Extracted data entries
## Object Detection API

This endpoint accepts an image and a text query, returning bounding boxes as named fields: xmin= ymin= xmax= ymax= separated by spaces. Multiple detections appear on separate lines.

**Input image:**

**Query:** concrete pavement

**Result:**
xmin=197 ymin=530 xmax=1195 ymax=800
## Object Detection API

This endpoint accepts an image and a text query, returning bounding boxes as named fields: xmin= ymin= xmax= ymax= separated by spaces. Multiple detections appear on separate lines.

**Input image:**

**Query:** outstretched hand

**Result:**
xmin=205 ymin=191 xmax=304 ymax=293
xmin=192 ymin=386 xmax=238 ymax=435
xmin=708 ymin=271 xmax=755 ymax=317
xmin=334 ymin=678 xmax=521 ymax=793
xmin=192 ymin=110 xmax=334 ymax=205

● WRITTEN EXERCISE
Convert the stretch from the start of the entries through the line containing "xmin=197 ymin=530 xmax=1195 ymax=800", both ends included, into a numbered list, leaving out blank lines.

● THE SOLUTION
1. ## Object Detection API
2. This endpoint accepts an image and a text query, returning bounding boxes as named fields: xmin= ymin= xmax= ymax= separated by spaces. Multiple detections appear on separate lines.
3. **Input image:**
4. **Query:** concrete pavement
5. **Result:**
6. xmin=197 ymin=530 xmax=1195 ymax=800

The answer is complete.